STATED TASK
Please rewrite the records below with "evaluation set" replaced by "test set" and everything else unchanged. Leave the pictures out of your answer.

──────────

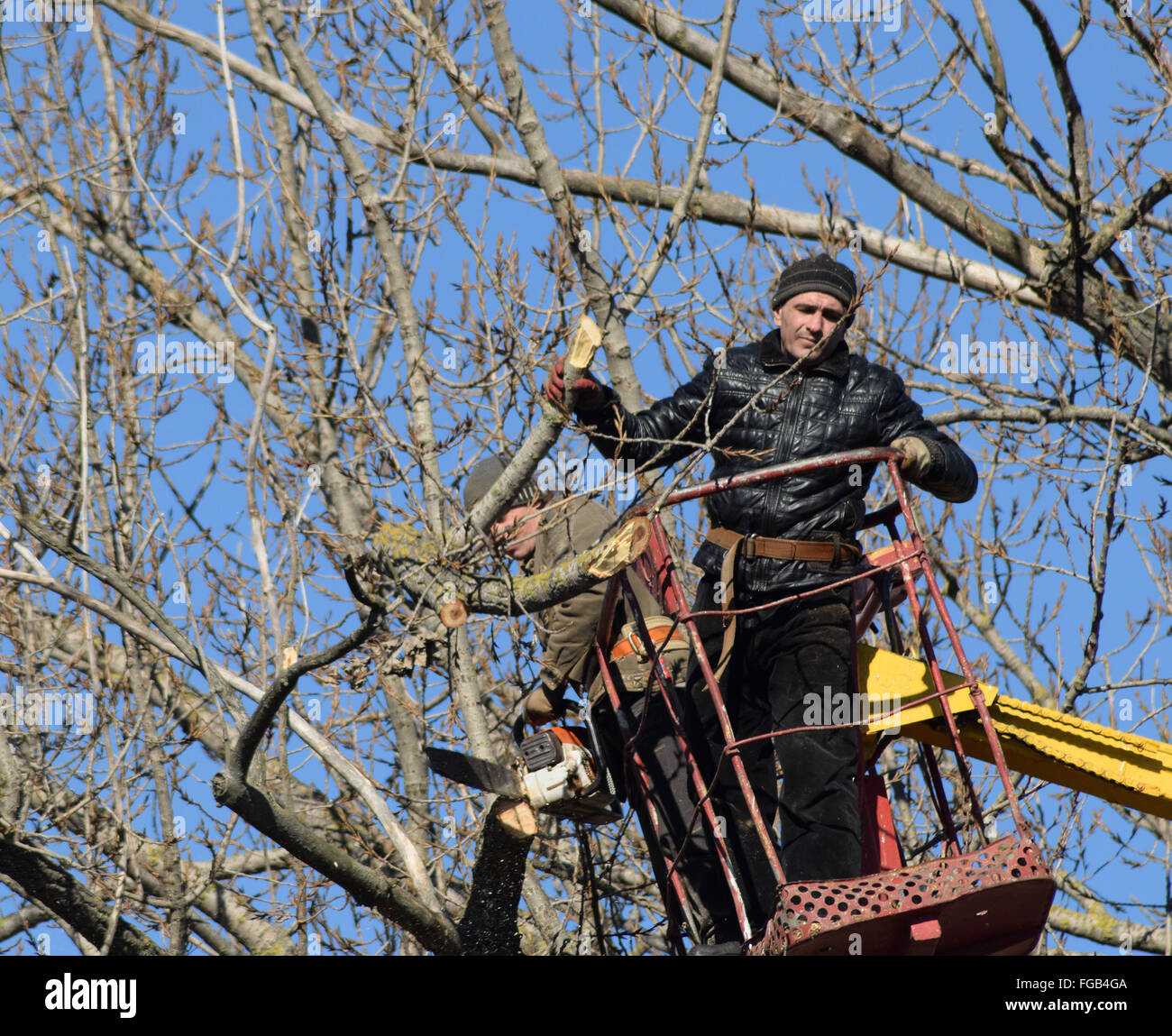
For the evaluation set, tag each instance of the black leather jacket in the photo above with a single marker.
(758, 411)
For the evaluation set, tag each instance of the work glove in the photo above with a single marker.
(917, 460)
(589, 391)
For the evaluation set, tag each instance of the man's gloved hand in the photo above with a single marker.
(589, 391)
(917, 460)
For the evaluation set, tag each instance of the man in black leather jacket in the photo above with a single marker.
(797, 393)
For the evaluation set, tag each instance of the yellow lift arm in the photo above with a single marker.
(1110, 765)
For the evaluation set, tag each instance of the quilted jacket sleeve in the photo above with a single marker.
(950, 476)
(663, 434)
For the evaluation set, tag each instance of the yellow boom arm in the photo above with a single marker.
(1110, 765)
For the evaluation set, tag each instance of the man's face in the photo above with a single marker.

──────────

EXERCISE SOLUTION
For the test set, tag each instance of the black leather jacket in the photo above with a single marker.
(758, 411)
For the test set, tag each instance of the work glove in the photo above with a single marker.
(917, 460)
(589, 391)
For the test set, tag each instance of the man's gloved hand in the photo above with a single marker.
(589, 391)
(917, 460)
For the test set, tag each instance of the man in black leather jacket in the photo above with a single marker.
(797, 393)
For the test set, tag each instance of the yellow lift arm in the photo above with a single marker.
(1110, 765)
For the test set, tag each instance of the quilted jacket sleeve in the photo above with a single marker.
(950, 476)
(663, 434)
For the test set, tag each instance of the yellow boom arm in the photo above with a single marker.
(1110, 765)
For the test set, tag each instance of the man's face in the photo above with a single marker.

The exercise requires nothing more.